━━━━━ RECORD EXTRACTS ━━━━━

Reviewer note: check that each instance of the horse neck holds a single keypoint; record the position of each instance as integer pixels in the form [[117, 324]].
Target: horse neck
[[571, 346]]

━━━━━
━━━━━ RECORD EXTRACTS ━━━━━

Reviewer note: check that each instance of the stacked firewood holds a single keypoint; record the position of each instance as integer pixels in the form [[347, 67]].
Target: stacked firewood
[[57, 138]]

━━━━━

▶ **PROBLEM STATEMENT**:
Across the listing, count every line with the word "check" in it. Answer with the number alone.

▶ **WRITTEN SOLUTION**:
2